◆ What is needed
Could you copy exactly the lines from the one containing "Please outline every instance of the narrow" through the last line of the records below, leaving out any pictures?

Collected data

>>

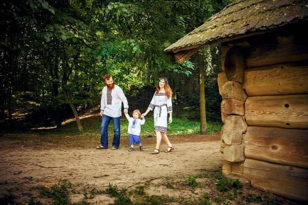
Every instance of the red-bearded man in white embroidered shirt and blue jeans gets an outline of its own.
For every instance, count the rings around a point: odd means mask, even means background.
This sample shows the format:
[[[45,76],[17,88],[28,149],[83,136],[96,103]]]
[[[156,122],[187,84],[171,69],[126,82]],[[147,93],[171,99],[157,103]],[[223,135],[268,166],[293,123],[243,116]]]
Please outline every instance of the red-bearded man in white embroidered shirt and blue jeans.
[[[108,149],[108,125],[110,120],[114,127],[114,135],[112,141],[111,150],[117,150],[120,146],[120,116],[122,102],[124,105],[124,113],[128,113],[128,102],[123,93],[123,90],[113,83],[112,75],[106,74],[104,76],[106,86],[102,91],[101,98],[101,113],[102,125],[101,125],[101,145],[97,149]]]

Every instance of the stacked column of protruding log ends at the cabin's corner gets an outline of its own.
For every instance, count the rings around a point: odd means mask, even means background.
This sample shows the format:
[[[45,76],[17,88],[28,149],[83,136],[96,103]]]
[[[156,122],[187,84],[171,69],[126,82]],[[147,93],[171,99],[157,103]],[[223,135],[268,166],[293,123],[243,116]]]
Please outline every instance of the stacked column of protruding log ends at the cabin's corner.
[[[219,92],[222,96],[221,115],[224,126],[221,130],[221,152],[230,162],[244,161],[242,134],[247,130],[244,119],[247,94],[242,88],[245,59],[241,49],[222,45],[222,64],[225,72],[218,75]],[[224,83],[224,84],[223,84]]]

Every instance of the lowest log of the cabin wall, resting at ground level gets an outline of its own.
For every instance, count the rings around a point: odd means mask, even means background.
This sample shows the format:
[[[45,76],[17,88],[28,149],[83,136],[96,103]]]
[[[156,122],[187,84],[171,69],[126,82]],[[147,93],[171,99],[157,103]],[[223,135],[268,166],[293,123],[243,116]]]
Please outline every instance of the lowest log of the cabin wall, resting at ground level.
[[[244,163],[224,161],[222,173],[249,179],[254,189],[308,201],[308,170],[306,169],[246,158]]]

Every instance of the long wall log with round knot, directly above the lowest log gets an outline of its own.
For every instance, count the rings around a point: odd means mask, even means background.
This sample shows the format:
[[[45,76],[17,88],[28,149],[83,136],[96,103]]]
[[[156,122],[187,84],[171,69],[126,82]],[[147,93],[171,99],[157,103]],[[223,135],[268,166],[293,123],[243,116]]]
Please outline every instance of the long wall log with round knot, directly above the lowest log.
[[[248,126],[245,157],[308,169],[308,130]]]

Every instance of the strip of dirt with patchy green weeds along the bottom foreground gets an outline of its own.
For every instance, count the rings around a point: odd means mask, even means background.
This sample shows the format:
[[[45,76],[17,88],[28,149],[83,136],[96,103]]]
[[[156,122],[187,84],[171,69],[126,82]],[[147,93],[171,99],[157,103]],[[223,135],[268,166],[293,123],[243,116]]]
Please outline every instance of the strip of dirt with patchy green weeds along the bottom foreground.
[[[196,176],[184,177],[182,180],[170,181],[169,177],[161,177],[164,182],[162,185],[155,185],[158,189],[163,187],[164,189],[170,189],[170,192],[186,193],[186,197],[182,194],[179,196],[163,195],[150,195],[147,193],[147,189],[150,187],[150,182],[145,182],[142,186],[137,186],[131,191],[127,189],[118,189],[117,185],[109,183],[108,187],[104,191],[98,191],[94,187],[82,187],[80,184],[72,184],[67,179],[60,180],[57,183],[45,186],[33,186],[32,191],[37,191],[40,198],[50,198],[52,203],[42,203],[39,200],[30,199],[26,204],[29,205],[41,205],[41,204],[71,204],[71,205],[89,205],[95,201],[95,197],[98,195],[107,195],[112,198],[111,204],[122,205],[148,205],[148,204],[264,204],[264,205],[278,205],[278,204],[297,204],[286,199],[279,198],[272,194],[267,194],[259,190],[252,190],[242,188],[242,183],[239,179],[227,178],[220,172],[213,173],[201,173]],[[15,204],[14,193],[22,190],[23,187],[17,189],[9,189],[6,191],[8,196],[0,198],[0,204]],[[171,191],[172,190],[172,191]],[[25,193],[25,192],[24,192]],[[84,198],[78,203],[69,203],[70,194],[84,194]],[[188,194],[189,193],[189,194]],[[33,194],[33,193],[32,193]],[[25,194],[27,197],[32,197],[32,194]]]

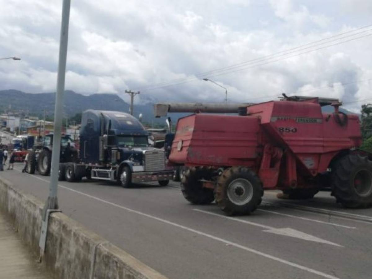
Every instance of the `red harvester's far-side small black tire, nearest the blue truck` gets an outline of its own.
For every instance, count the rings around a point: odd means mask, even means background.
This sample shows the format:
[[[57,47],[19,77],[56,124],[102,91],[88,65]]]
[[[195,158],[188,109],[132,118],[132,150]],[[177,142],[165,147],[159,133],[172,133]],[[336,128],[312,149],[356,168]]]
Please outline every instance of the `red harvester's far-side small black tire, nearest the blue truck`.
[[[193,204],[208,204],[214,201],[213,189],[204,188],[199,179],[209,180],[210,171],[206,167],[192,167],[185,171],[181,180],[182,195]]]

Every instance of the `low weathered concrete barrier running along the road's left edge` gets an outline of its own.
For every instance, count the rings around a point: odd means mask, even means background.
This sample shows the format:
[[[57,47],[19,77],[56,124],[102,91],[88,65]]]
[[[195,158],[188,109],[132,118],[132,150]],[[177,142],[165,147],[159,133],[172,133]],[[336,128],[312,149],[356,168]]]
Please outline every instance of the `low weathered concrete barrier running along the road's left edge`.
[[[14,222],[22,240],[39,256],[44,203],[0,177],[0,210]],[[49,217],[43,264],[54,278],[165,279],[104,238],[62,213]]]

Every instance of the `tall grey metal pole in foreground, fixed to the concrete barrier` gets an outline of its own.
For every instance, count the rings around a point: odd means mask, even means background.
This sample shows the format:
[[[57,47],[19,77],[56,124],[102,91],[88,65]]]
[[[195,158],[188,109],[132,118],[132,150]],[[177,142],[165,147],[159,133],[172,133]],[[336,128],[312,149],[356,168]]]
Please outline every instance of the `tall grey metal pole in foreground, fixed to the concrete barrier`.
[[[60,167],[61,129],[62,129],[62,117],[63,117],[62,109],[63,109],[63,94],[65,90],[68,22],[70,19],[70,2],[71,0],[63,0],[63,4],[62,4],[60,52],[59,52],[59,57],[58,57],[58,74],[57,74],[57,92],[55,94],[55,110],[54,110],[52,166],[51,166],[51,178],[50,178],[50,183],[49,183],[49,196],[44,205],[44,214],[43,214],[44,221],[45,221],[45,217],[46,217],[48,209],[49,210],[58,209],[57,184],[58,184],[58,171]]]

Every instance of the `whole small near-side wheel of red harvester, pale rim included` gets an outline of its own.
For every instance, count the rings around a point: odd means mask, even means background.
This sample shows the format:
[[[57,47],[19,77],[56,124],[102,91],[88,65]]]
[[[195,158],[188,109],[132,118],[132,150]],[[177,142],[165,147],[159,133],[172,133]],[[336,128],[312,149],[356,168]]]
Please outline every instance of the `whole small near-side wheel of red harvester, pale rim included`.
[[[262,201],[262,182],[246,167],[224,170],[215,189],[217,205],[228,215],[250,214]]]

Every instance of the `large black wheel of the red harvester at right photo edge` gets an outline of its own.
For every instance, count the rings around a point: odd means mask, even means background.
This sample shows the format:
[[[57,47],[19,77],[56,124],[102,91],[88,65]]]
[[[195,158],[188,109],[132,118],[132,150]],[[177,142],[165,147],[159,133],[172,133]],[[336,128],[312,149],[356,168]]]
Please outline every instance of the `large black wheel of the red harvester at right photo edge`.
[[[332,171],[332,195],[346,208],[372,206],[372,161],[367,156],[349,154]]]

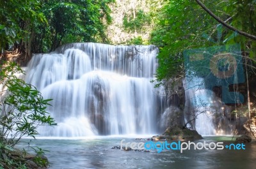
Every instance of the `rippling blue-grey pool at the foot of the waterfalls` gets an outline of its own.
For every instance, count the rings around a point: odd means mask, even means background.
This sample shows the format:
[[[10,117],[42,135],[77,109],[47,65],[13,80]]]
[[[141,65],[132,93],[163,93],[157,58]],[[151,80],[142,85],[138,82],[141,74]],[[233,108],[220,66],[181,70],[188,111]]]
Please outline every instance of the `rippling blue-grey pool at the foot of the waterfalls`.
[[[77,140],[38,139],[29,143],[31,147],[41,147],[49,152],[50,168],[232,168],[256,167],[256,143],[246,144],[245,150],[190,150],[150,152],[121,151],[111,149],[120,141],[141,142],[134,138],[99,137]],[[227,142],[230,136],[205,136],[206,142]],[[20,147],[28,148],[29,140],[22,140]],[[142,141],[147,142],[147,141]],[[224,145],[225,145],[224,143]]]

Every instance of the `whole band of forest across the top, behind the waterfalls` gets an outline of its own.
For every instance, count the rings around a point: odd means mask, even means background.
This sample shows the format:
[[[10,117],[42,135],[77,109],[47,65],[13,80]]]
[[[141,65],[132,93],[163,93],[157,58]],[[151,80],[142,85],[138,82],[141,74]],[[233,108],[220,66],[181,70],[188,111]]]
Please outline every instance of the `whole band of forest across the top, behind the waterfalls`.
[[[256,1],[202,3],[230,26],[256,34]],[[188,48],[240,43],[244,57],[255,59],[255,40],[220,28],[192,0],[2,0],[0,6],[1,57],[14,55],[21,64],[32,53],[51,52],[65,43],[153,44],[160,49],[161,83],[183,77],[182,52]]]

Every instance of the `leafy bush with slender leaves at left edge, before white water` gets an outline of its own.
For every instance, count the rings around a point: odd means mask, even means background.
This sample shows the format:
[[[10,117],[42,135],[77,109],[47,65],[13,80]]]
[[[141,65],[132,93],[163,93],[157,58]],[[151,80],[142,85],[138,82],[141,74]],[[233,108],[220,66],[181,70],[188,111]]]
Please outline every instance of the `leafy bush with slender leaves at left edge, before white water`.
[[[6,63],[0,71],[0,133],[4,144],[13,147],[24,136],[35,138],[41,125],[55,125],[46,112],[51,99],[17,78],[15,73],[24,73],[15,63]]]

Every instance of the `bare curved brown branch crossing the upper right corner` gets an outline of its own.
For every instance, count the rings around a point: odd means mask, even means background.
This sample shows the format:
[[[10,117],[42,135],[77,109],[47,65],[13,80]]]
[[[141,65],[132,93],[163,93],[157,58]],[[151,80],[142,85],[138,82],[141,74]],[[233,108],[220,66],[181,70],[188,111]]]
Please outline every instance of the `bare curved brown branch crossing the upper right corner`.
[[[220,22],[223,26],[227,27],[228,29],[231,29],[232,31],[235,31],[243,36],[246,36],[247,38],[251,38],[252,40],[256,40],[256,36],[252,35],[252,34],[248,34],[248,33],[244,33],[243,31],[240,31],[238,29],[236,29],[235,27],[230,26],[229,24],[227,24],[226,22],[224,22],[223,20],[221,20],[221,18],[217,17],[214,13],[212,13],[211,10],[209,10],[204,3],[202,3],[200,0],[196,0],[196,3],[198,3],[205,11],[207,11],[207,13],[209,13],[211,15],[211,17],[213,17],[215,20],[217,20],[218,22]]]

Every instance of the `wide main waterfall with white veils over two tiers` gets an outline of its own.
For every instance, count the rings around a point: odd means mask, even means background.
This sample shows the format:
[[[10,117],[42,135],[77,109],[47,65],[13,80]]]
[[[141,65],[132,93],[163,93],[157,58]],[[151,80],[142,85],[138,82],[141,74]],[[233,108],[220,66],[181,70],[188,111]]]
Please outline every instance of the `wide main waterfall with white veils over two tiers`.
[[[26,82],[44,98],[58,126],[41,136],[93,136],[156,133],[159,102],[150,80],[157,48],[72,43],[50,54],[35,54]]]

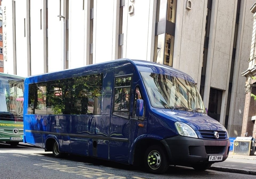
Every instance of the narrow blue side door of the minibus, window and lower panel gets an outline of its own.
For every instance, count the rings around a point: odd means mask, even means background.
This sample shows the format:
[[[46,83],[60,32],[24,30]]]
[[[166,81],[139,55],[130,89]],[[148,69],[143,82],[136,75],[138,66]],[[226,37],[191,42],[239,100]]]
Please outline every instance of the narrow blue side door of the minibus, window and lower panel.
[[[114,78],[113,110],[110,119],[110,160],[126,162],[129,157],[130,120],[129,105],[131,75]]]

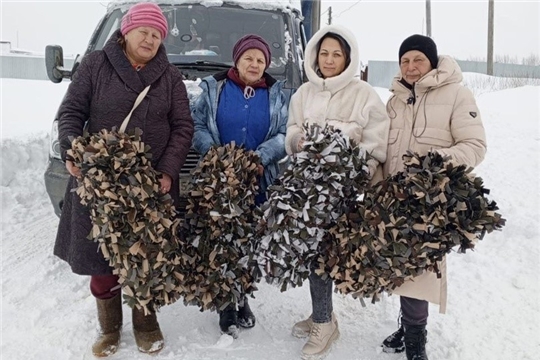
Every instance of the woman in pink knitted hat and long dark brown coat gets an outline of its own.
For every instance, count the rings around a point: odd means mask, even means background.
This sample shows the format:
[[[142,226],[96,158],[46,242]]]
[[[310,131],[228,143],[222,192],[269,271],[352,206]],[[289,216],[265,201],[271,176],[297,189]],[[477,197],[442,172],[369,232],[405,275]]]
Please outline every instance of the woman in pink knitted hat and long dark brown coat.
[[[153,3],[139,3],[122,19],[100,51],[82,60],[59,110],[59,140],[62,158],[72,175],[66,191],[54,254],[65,260],[74,273],[90,275],[90,290],[96,297],[100,336],[92,348],[94,355],[113,354],[120,341],[122,301],[118,277],[104,259],[98,244],[87,239],[92,227],[89,211],[71,190],[77,186],[80,169],[66,157],[70,137],[101,129],[119,128],[135,99],[150,85],[148,94],[131,116],[128,125],[143,131],[143,141],[151,147],[152,165],[163,174],[162,192],[178,203],[178,176],[191,146],[193,121],[182,75],[169,64],[163,39],[167,20]],[[133,310],[133,329],[142,352],[163,347],[163,335],[155,313],[144,316]]]

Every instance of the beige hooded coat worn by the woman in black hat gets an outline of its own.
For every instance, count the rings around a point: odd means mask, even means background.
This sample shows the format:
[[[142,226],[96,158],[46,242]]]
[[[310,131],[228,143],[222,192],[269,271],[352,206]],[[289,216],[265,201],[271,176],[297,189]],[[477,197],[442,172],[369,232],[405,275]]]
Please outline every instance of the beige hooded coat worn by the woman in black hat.
[[[384,176],[403,169],[402,155],[412,150],[421,155],[437,150],[452,160],[477,166],[486,153],[486,136],[480,112],[469,89],[461,85],[459,65],[439,56],[437,69],[424,75],[414,87],[416,102],[408,104],[411,90],[394,78],[386,109],[390,117]],[[446,260],[440,264],[442,278],[427,272],[397,288],[394,293],[439,304],[446,310]]]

<<

◆ Response for this exercise
Please outline every instance of the narrow blue side door of the minibus, window and lower panel.
[[[114,78],[113,110],[110,119],[110,160],[126,162],[129,157],[130,120],[129,105],[131,75]]]

Every instance of the woman in pink knitted hat and long dark brown coat gets an outline of its own.
For every instance, count the rings around a point: odd means mask, even means background.
This sample shows the format:
[[[142,226],[96,158],[46,242]]]
[[[310,131],[228,143],[222,192],[269,271],[352,206]],[[289,216],[265,201],[271,176],[297,189]],[[477,197],[442,172],[369,232],[405,275]]]
Please outline every instance of the woman in pink knitted hat and long dark brown coat.
[[[153,3],[139,3],[122,19],[100,51],[82,60],[59,110],[59,140],[62,158],[72,175],[66,191],[54,254],[65,260],[74,273],[90,275],[90,290],[96,297],[100,336],[92,348],[94,355],[113,354],[120,341],[122,301],[118,277],[104,259],[98,244],[87,239],[92,227],[89,211],[71,190],[77,186],[80,169],[66,157],[70,137],[101,129],[119,128],[135,99],[150,85],[148,94],[131,116],[128,125],[143,131],[143,141],[151,147],[152,165],[163,174],[162,192],[178,203],[178,176],[191,146],[193,121],[182,75],[169,64],[163,39],[167,20]],[[133,310],[133,329],[142,352],[163,347],[163,335],[155,313],[144,316]]]

Every instance of the beige hooded coat worn by the woman in black hat gets an outline of its own.
For every instance, count the rings around a point: odd means mask, even means background.
This sample shows the format:
[[[142,226],[96,158],[46,242]]]
[[[310,131],[228,143],[222,192],[269,271],[352,206]],[[289,216],[265,201],[271,176],[297,189]],[[477,197],[442,172],[369,232],[405,275]]]
Please outline every instance of the beige hooded coat worn by the woman in black hat.
[[[384,176],[403,169],[402,155],[412,150],[421,155],[437,150],[452,160],[477,166],[486,153],[486,136],[480,112],[469,89],[461,85],[459,65],[439,56],[437,69],[424,75],[414,87],[416,102],[408,104],[411,90],[394,78],[386,109],[390,117]],[[446,260],[440,264],[442,278],[427,272],[397,288],[394,293],[439,304],[446,310]]]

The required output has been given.